**Exercise:**
Please list every line of the records that contains the string "covered", copying each one in full. Match case exactly.

+ + + + +

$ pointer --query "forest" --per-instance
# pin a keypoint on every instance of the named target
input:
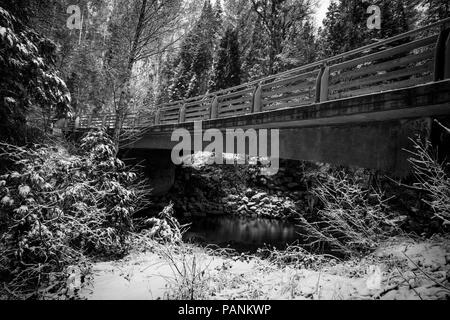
(66, 205)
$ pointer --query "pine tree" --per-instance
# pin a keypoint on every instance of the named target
(193, 72)
(227, 70)
(345, 26)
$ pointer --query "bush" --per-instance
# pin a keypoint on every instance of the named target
(432, 177)
(353, 219)
(56, 208)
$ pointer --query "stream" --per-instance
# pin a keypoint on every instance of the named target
(242, 233)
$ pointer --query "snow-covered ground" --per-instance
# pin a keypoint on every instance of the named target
(400, 269)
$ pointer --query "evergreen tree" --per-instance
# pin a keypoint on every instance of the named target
(30, 88)
(345, 26)
(227, 70)
(193, 72)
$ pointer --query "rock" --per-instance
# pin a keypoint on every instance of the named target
(249, 192)
(242, 209)
(258, 197)
(292, 185)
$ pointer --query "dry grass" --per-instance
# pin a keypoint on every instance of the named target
(432, 177)
(191, 279)
(353, 220)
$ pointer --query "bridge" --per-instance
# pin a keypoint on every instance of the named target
(357, 108)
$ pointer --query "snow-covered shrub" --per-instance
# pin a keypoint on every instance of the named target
(432, 177)
(58, 207)
(353, 217)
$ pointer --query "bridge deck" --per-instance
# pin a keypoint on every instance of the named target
(358, 108)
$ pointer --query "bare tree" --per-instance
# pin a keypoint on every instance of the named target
(277, 16)
(139, 30)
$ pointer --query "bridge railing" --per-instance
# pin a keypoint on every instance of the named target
(405, 60)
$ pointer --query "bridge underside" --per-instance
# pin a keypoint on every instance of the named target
(369, 131)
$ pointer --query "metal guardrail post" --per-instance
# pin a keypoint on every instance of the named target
(89, 122)
(324, 82)
(105, 117)
(441, 59)
(214, 112)
(158, 117)
(319, 84)
(447, 57)
(182, 115)
(257, 99)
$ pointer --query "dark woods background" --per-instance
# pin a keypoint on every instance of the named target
(131, 56)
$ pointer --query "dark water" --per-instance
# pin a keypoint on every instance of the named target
(242, 233)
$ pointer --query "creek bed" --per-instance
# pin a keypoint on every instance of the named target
(242, 233)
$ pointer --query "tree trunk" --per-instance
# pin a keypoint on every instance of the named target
(122, 108)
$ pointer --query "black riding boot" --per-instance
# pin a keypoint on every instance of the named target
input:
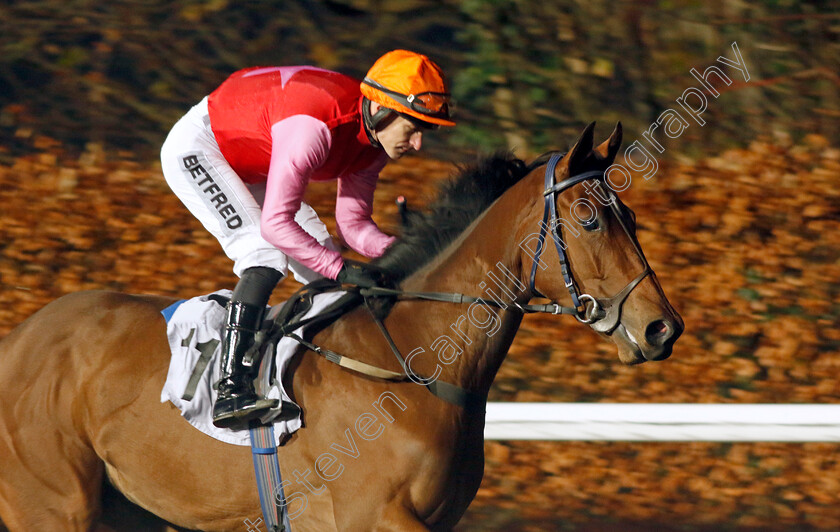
(237, 402)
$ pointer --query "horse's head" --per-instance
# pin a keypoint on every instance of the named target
(590, 254)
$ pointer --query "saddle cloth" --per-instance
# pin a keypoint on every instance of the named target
(194, 328)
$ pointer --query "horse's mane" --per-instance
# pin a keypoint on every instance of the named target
(459, 201)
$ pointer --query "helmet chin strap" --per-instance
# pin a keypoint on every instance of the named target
(373, 120)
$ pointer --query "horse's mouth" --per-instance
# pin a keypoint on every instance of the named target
(630, 352)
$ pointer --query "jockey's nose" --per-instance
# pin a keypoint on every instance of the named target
(416, 140)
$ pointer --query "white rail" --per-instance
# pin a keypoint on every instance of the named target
(663, 422)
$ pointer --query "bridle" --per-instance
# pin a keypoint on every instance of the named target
(602, 314)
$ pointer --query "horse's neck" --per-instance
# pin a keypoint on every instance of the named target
(482, 262)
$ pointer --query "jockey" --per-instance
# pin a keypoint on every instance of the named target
(241, 160)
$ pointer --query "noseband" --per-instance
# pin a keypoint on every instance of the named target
(602, 314)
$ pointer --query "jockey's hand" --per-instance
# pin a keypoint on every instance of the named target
(362, 275)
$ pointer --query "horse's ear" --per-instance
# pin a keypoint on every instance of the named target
(580, 151)
(609, 149)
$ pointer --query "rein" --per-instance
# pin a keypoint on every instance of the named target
(601, 314)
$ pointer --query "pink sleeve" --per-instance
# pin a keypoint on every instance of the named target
(299, 144)
(353, 209)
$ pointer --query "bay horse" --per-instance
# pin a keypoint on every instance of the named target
(81, 378)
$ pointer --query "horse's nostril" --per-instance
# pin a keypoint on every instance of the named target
(658, 332)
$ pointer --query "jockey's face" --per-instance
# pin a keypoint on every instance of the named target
(399, 136)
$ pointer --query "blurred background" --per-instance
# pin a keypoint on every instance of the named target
(741, 221)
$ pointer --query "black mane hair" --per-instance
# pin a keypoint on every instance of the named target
(459, 201)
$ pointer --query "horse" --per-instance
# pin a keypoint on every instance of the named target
(82, 377)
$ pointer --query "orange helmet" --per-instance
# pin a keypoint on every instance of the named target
(409, 83)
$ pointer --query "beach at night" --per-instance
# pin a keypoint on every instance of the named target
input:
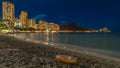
(26, 54)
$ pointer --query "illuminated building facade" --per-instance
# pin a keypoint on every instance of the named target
(43, 25)
(8, 11)
(24, 19)
(32, 23)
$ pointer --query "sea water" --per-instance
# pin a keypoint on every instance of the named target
(108, 43)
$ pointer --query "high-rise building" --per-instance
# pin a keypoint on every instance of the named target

+ + + + +

**Answer to the exercise:**
$ pointer --query "snow-covered ground" --per-instance
$ pointer --query "snow-covered shrub" --per-instance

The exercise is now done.